_WHAT YOU SHOULD DO_
What are the lines, copied exactly, from the one containing "Give the pointer" through the final line of the material? Leave the pictures out.
----
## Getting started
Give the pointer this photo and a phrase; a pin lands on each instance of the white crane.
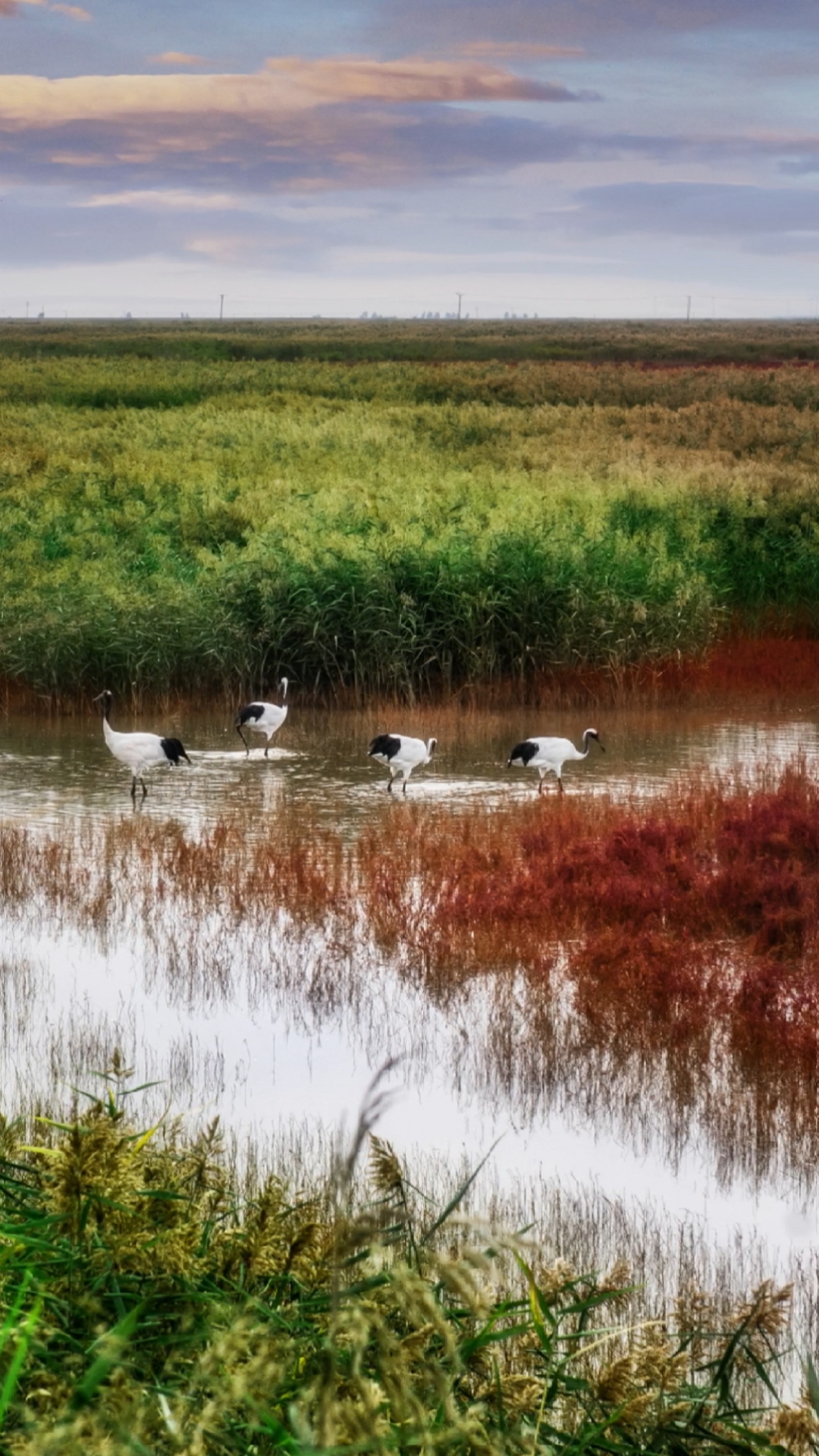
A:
(401, 755)
(139, 750)
(550, 755)
(262, 718)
----
_RESULT_
Give the pointer this photo and a phrase; a pin lands on each instance of the white crane.
A:
(401, 755)
(139, 750)
(550, 755)
(262, 718)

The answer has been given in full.